▶ **WRITTEN EXERCISE**
Write out each line of the items below as a numbered list, skipping any blank lines and leaving out the pictures.

▶ **RECORDED INFORMATION**
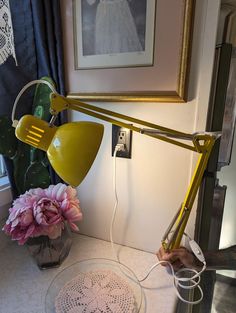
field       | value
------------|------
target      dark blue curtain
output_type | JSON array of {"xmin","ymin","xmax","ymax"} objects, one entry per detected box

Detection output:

▶ **ANSWER**
1. field       | value
2. ------------|------
3. target      dark blue curtain
4. output_type | JSON array of {"xmin","ymin","xmax","ymax"} objects, one entry per detected box
5. Detection output:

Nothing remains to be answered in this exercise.